# TASK DETAILS
Return every entry exactly as written, with the pictures removed.

# DATA RECORDS
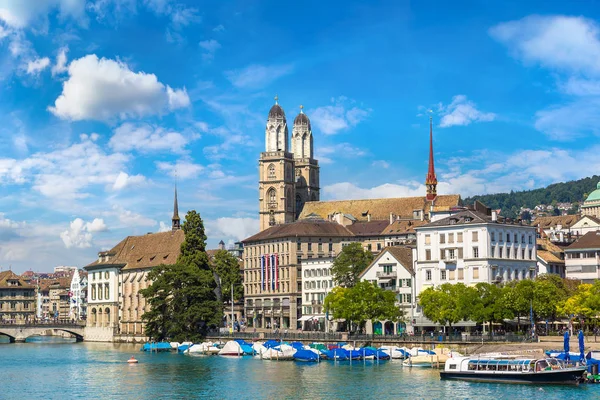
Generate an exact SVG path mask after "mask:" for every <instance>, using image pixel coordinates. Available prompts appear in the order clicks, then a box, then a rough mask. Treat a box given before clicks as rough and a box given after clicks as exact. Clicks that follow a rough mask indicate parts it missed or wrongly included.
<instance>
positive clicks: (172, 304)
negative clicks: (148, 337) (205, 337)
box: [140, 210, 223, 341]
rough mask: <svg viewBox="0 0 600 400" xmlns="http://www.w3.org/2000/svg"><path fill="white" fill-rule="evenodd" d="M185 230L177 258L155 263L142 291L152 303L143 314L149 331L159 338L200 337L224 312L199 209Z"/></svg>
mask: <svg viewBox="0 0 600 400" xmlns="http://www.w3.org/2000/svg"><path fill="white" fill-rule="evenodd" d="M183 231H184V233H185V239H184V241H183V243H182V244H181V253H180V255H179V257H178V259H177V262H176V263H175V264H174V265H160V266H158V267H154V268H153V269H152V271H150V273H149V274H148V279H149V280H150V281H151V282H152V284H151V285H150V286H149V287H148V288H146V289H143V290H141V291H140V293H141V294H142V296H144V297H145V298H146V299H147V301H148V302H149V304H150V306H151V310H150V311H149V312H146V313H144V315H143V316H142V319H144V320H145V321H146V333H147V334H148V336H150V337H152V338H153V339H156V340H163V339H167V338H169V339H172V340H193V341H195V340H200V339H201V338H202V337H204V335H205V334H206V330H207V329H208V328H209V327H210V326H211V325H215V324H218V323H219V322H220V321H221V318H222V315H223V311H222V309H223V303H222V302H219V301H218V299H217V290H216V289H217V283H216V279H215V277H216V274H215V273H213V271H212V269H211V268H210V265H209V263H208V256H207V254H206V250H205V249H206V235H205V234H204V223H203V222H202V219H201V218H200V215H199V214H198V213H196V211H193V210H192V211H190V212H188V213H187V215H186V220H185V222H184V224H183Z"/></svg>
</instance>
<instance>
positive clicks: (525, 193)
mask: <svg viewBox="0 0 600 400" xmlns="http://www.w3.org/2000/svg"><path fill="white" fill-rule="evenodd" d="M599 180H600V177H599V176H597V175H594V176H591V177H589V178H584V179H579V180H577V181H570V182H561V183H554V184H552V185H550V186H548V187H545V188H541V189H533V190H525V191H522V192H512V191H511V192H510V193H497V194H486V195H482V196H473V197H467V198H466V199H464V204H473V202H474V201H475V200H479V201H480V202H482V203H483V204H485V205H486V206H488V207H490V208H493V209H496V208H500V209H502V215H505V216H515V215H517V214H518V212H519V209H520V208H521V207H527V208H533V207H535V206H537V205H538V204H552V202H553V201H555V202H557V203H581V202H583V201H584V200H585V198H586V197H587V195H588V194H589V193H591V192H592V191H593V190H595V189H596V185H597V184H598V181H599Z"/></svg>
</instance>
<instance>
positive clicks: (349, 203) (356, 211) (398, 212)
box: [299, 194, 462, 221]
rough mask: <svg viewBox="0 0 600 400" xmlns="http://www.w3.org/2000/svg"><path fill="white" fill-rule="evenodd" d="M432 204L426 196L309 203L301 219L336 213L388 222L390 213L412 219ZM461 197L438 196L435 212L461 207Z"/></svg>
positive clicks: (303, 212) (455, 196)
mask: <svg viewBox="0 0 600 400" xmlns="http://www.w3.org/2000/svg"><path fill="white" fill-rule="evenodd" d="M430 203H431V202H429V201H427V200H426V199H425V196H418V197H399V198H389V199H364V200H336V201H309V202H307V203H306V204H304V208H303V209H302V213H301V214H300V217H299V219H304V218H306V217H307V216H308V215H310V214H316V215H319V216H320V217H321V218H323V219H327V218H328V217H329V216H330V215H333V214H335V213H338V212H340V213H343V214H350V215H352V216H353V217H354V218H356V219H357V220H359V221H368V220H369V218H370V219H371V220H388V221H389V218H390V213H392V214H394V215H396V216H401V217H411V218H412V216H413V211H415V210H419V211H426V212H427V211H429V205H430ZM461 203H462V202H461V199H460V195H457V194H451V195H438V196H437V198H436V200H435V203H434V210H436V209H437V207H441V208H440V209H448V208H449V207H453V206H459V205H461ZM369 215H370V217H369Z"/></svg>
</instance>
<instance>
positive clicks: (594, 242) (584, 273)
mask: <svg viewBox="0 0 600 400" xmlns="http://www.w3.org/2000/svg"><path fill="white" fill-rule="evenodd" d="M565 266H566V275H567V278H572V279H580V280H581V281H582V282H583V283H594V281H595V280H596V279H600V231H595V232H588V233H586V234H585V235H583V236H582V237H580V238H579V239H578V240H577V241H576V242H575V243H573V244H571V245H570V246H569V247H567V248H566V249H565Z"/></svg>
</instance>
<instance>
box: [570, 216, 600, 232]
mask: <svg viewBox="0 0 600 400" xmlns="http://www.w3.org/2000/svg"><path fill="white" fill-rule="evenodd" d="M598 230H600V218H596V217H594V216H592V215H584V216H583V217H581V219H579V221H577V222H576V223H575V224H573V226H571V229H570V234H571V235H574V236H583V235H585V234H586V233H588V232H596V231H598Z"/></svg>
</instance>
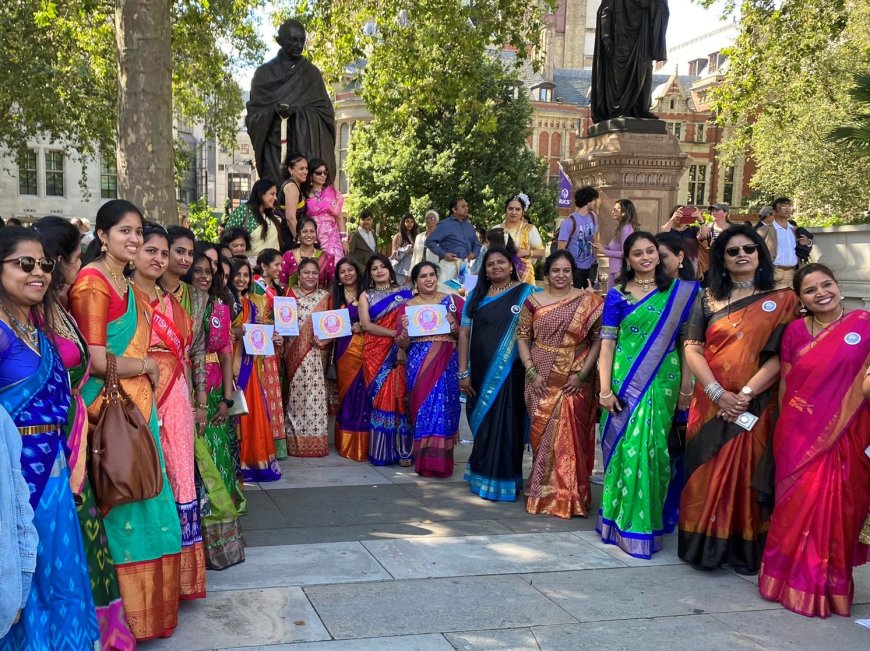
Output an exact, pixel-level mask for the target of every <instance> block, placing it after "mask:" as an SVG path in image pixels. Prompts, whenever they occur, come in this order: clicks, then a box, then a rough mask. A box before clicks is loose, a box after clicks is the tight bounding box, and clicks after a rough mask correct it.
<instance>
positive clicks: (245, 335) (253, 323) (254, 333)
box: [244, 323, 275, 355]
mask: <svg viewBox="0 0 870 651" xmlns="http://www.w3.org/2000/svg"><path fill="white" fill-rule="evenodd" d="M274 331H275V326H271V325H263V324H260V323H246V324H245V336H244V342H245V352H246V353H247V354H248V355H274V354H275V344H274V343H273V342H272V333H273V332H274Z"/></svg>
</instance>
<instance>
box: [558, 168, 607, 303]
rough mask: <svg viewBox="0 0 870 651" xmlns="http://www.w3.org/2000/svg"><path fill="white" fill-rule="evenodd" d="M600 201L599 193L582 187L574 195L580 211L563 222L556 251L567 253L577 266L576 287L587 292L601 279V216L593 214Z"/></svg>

# REPLY
Generate an exact SVG path mask after "mask:" for every <instance>, using image pixel coordinates. Available prompts appear in the order clicks, then a box, then a rough mask. Treat a box given before clicks as rough and a box given after clicks as exact. Clicks that follow a rough mask indicate parts it missed or wrongly included.
<instance>
positive clicks: (172, 304)
negative clicks: (148, 337) (205, 337)
box: [140, 210, 223, 341]
rough mask: <svg viewBox="0 0 600 400" xmlns="http://www.w3.org/2000/svg"><path fill="white" fill-rule="evenodd" d="M185 230L177 258L155 263L142 291L152 303L143 314L149 331L159 338L200 337L224 312L199 209Z"/></svg>
mask: <svg viewBox="0 0 600 400" xmlns="http://www.w3.org/2000/svg"><path fill="white" fill-rule="evenodd" d="M183 231H184V233H185V239H184V241H183V243H182V244H181V253H180V255H179V257H178V259H177V262H176V263H175V264H174V265H160V266H158V267H154V268H153V269H152V271H150V273H149V274H148V279H149V280H150V281H151V282H152V284H151V285H150V286H149V287H148V288H146V289H143V290H141V291H140V293H141V294H142V296H144V297H145V298H146V299H147V301H148V302H149V304H150V306H151V310H150V311H149V312H146V313H144V315H143V316H142V319H144V320H145V321H146V333H147V334H148V336H150V337H152V338H153V339H156V340H163V339H167V338H169V339H172V340H193V341H195V340H200V339H201V338H202V337H204V335H205V334H206V330H207V329H208V328H209V327H210V326H211V325H215V324H218V323H219V322H220V321H221V318H222V315H223V311H222V309H223V303H222V302H219V301H218V299H217V290H216V289H217V283H216V279H215V277H216V274H215V273H213V271H212V269H211V268H210V265H209V263H208V256H207V254H206V250H205V249H206V235H205V234H204V223H203V222H202V219H201V218H200V215H199V214H198V213H196V211H193V210H192V211H190V212H188V213H187V215H186V220H185V222H184V224H183Z"/></svg>
</instance>
<instance>
positive clicks: (525, 193)
mask: <svg viewBox="0 0 600 400" xmlns="http://www.w3.org/2000/svg"><path fill="white" fill-rule="evenodd" d="M599 180H600V177H599V176H597V175H594V176H591V177H589V178H584V179H579V180H577V181H570V182H561V183H554V184H552V185H550V186H548V187H545V188H541V189H533V190H525V191H522V192H512V191H511V192H510V193H497V194H486V195H482V196H473V197H467V198H466V199H464V204H473V202H474V201H475V200H479V201H480V202H482V203H483V204H485V205H486V206H488V207H490V208H493V209H496V208H500V209H502V215H505V216H515V215H517V214H518V212H519V209H520V208H521V207H527V208H533V207H535V206H537V205H538V204H552V202H553V201H555V202H557V203H581V202H583V201H584V200H585V198H586V197H587V195H588V194H589V193H591V192H592V191H593V190H595V189H596V185H597V184H598V181H599Z"/></svg>
</instance>
<instance>
positive clicks: (349, 203) (356, 211) (398, 212)
box: [299, 194, 462, 221]
rough mask: <svg viewBox="0 0 600 400" xmlns="http://www.w3.org/2000/svg"><path fill="white" fill-rule="evenodd" d="M432 204L426 196L309 203L301 219L336 213L388 222L390 213L412 219ZM461 197L438 196L435 212L461 207Z"/></svg>
positive clicks: (303, 212) (455, 196)
mask: <svg viewBox="0 0 600 400" xmlns="http://www.w3.org/2000/svg"><path fill="white" fill-rule="evenodd" d="M430 203H431V202H429V201H427V200H426V199H425V196H418V197H399V198H389V199H364V200H336V201H309V202H307V203H306V204H304V208H303V209H302V213H301V214H300V217H299V219H304V218H306V217H307V216H308V215H310V214H316V215H319V216H320V217H321V218H323V219H327V218H328V217H329V216H330V215H333V214H335V213H338V212H340V213H343V214H350V215H352V216H353V217H354V218H356V219H357V220H359V221H368V220H369V218H370V219H371V220H388V221H389V218H390V213H392V214H394V215H396V216H401V217H411V218H412V216H413V211H415V210H419V211H426V212H427V211H429V205H430ZM461 203H462V202H461V199H460V195H457V194H451V195H438V196H437V198H436V200H435V203H434V210H436V209H437V207H441V208H440V209H448V208H449V207H453V206H459V205H461ZM369 215H370V217H369Z"/></svg>
</instance>
<instance>
positive clicks: (594, 242) (584, 273)
mask: <svg viewBox="0 0 600 400" xmlns="http://www.w3.org/2000/svg"><path fill="white" fill-rule="evenodd" d="M565 266H566V275H567V278H572V279H580V280H581V281H582V282H583V283H594V281H595V280H596V279H600V231H595V232H588V233H586V234H585V235H583V236H582V237H580V238H579V239H578V240H577V241H576V242H575V243H573V244H571V245H570V246H569V247H567V248H566V249H565Z"/></svg>
</instance>
<instance>
box: [570, 216, 600, 232]
mask: <svg viewBox="0 0 600 400" xmlns="http://www.w3.org/2000/svg"><path fill="white" fill-rule="evenodd" d="M598 230H600V218H596V217H594V216H592V215H584V216H583V217H581V219H579V221H577V222H576V223H575V224H573V226H571V229H570V234H571V235H574V236H583V235H585V234H586V233H588V232H596V231H598Z"/></svg>
</instance>
Output an exact, pixel-level mask for the target of every <instance> block, placing it after "mask:" as an SVG path in image pixels. Prompts, whenever they occur, come in this order: clicks, then a box, then a rough mask. A box before clicks is loose, a box after clicks is the tight bounding box, and clicks after a rough mask correct it.
<instance>
positive clicks: (245, 335) (253, 323) (254, 333)
box: [244, 323, 275, 355]
mask: <svg viewBox="0 0 870 651" xmlns="http://www.w3.org/2000/svg"><path fill="white" fill-rule="evenodd" d="M274 331H275V326H271V325H263V324H260V323H246V324H245V336H244V342H245V352H246V353H247V354H248V355H274V354H275V344H274V343H273V342H272V333H273V332H274Z"/></svg>
</instance>
<instance>
box: [558, 168, 607, 303]
rough mask: <svg viewBox="0 0 870 651" xmlns="http://www.w3.org/2000/svg"><path fill="white" fill-rule="evenodd" d="M600 201L599 193L582 187L574 195L580 211L563 222L556 251L567 253L577 266L576 287L587 292L601 279V216L593 214Z"/></svg>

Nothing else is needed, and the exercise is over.